[Things to do]
1 - In the forum thread about the lightning strike on the camper, how many volts DC does akjimny say the inverter should put out while the RV is plugged in?
2 - According to akjimny's reply in the forum thread about the lightning strike, which appliances in the trailer work on 120 volt AC? List all of them.
3 - Write the next part of the forum thread about the lightning strike on the camper, starting with the body of the reply from Grandview Trailer Sa dated Jul 25, 2011.

[Article]
# Please Help - Power / Battery after Lightning



## shanangibson (Jul 23, 2011)

Our 2008 Prairie Schooner received an indirect (we think) lightning strike while we were camping (full hoook-ups). We saw extensive St. Elmo's Fire dancing across the ceiling and it killed our fireplace, computer monitor and stereo tuner - but we thought everything else was OK. It took a few hours for the camp's power to come back on and equalize but everything came back on and appeared functional at 3am (AC units, TV, fridge, all circuit breakers and fuses looked good, etc). Returned to camper around 5pm the next day and everything was dead; discovered battery looked fried (heavy corrosion that was not there before). Bought a new battery, cleaned terminals, installed and all seemed fine. We were happy. In the middle of the night we woke up to beeping and the new battery appears dead. So, why would a brand new battery drain so quickly? Why does the camper need the battery if we are using the electric hook-ups (or why would it pull enough to drain it so quickly)? Does this sound like a power source problem (electric hookups), power plug/cord, internal wiring, or something else? We are at a loss and appreciate any help or suggestions. There are very few people who repair RV's where we are and it's not an option to pack up and go home right now. We bought this used and love it, but don't know much about campers. Thanks in advance!


----------



## akjimny (Jul 25, 2011)

Re: Please Help - Power / Battery after Lightning

Hi Shanan and welcome to the RVUSA Forum.  Sounds like your inverter (the thing that changes 120 volt AC shore power to 12 volt DC power to run your RV and charge your battery) took a hit, fried your old battery, and won't charge your new battery.

Your AC, TV, fridge and microwave all work on 120 volt AC and it sounds like that part of your trailer is okay (thank goodness).  Everything else, lights, sensors, monitor panels, etc, work on 12 volt and if your new battery wasn't fully charged before being installed, it would drain down pretty quick.

While your RV is plugged in, check to see if you are getting 13 to 14 volts DC out of your inverter.  If not, you need a new one - and you might want to invest in a surge protector as well, to hopefully prevent a similar occurrence in the future.

Post back and let us know how you do or if you have any more questions.


----------



## Grandview Trailer Sa (Jul 25, 2011)

[Record excerpts]
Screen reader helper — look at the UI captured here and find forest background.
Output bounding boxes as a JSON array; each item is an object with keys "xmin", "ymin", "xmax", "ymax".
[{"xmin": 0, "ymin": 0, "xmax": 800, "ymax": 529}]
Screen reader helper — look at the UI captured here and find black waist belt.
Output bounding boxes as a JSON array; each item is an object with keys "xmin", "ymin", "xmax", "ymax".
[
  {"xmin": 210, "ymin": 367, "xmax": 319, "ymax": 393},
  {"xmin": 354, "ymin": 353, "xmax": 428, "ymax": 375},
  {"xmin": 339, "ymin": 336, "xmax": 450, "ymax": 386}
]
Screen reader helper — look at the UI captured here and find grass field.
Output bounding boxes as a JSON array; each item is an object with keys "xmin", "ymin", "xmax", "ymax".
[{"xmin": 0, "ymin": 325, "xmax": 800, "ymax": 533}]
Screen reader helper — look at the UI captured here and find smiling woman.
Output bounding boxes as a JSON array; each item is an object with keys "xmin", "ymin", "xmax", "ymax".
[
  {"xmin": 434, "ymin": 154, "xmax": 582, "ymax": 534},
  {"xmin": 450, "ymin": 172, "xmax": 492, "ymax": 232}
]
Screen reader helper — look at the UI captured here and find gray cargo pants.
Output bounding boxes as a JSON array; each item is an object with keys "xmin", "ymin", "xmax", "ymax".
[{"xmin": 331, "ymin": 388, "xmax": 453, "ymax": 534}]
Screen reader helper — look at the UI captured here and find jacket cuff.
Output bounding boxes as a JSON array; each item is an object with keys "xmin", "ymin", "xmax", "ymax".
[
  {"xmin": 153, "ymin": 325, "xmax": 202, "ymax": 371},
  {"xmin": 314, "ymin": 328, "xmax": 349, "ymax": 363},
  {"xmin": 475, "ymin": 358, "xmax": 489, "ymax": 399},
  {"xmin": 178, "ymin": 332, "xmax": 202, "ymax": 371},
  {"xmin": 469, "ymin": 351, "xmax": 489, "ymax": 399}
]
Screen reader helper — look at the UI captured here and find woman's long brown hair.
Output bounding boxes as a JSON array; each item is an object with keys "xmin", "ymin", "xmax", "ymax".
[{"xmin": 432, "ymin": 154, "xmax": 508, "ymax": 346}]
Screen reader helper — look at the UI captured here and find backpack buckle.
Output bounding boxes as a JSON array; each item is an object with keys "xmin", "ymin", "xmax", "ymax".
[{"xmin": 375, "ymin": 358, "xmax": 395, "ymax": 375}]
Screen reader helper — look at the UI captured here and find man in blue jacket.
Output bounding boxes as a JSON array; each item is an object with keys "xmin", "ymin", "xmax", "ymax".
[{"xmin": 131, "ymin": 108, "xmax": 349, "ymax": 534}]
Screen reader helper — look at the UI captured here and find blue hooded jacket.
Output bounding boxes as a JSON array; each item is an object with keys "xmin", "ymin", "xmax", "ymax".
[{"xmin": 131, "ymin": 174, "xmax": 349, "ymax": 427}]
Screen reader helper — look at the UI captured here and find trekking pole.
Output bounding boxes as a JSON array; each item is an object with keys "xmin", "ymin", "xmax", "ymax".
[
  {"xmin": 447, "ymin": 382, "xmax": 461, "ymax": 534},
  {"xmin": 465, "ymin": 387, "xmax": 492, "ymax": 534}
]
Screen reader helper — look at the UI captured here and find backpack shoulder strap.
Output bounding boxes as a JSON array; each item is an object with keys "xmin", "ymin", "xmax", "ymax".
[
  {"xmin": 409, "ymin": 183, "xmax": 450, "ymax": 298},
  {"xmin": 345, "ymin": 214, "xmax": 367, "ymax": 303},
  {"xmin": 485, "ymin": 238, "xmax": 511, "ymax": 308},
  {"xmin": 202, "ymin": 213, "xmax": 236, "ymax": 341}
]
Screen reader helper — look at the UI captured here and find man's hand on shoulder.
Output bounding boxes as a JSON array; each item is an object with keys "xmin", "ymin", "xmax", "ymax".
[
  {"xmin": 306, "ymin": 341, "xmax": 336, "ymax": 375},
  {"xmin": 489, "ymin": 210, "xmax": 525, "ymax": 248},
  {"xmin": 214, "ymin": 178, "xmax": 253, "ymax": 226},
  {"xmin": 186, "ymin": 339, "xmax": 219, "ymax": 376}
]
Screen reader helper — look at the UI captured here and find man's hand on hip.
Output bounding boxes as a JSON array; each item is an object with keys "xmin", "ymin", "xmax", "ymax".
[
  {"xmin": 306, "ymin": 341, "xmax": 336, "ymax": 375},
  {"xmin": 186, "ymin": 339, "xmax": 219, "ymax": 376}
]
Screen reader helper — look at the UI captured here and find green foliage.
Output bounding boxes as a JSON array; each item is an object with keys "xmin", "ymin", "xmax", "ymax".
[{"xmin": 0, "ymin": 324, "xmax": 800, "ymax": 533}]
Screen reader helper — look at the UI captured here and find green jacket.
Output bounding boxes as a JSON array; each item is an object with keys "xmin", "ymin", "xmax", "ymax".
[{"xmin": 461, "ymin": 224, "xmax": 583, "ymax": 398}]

[Task-by-task outputs]
1 - 13 to 14 volts DC.

2 -
- AC
- TV
- fridge
- microwave

3 -
Re: Please Help - Power / Battery after Lightning

That is exactly what happened, the charger got fried in the strike.  You will find it in the front storage compartment hanging from the roof of the compartment.  It is a silver box and made by Inteli-Power.  You need to read on it how many amps yours is.  Probably 45, and you need to replace it with the same or higher amps, do not go smaller.  

You need a battery on the trailer because most of your elec. items actually use 12 volt to work.  The AC, Refer and Water Heater have 12 volt controls and won't work without 12 volts in the trailer.  Also, most of your lights are 12 volt.  In theory those items use the battery to operate and the charger recharges the battery as voltage goes down in the battery.  If you remove the battery, the charger will have to work all the time, and will work the trailer for a while, but it will be overworked and you would have to replace it way earlier than it was designed. 

Usually the battery protects the charger from a spike in power or strike, sorry yours got it anyway.  Be glad a lot more items did not get damaged.


----------



## LEN (Jul 25, 2011)

Re: Please Help - Power / Battery after Lightning

Does the Inteli-Power have a reset on it? Check that the inverter has 120 volts to it. 

LEN


----------



## Grandview Trailer Sa (Jul 25, 2011)

Re: Please Help - Power / Battery after Lightning

No reset, but it does have 2 fuses that protect it if you hook up the battery backwards (yes that does happen).  It would be a good idea to make sure that the plug is powered...did not think of that.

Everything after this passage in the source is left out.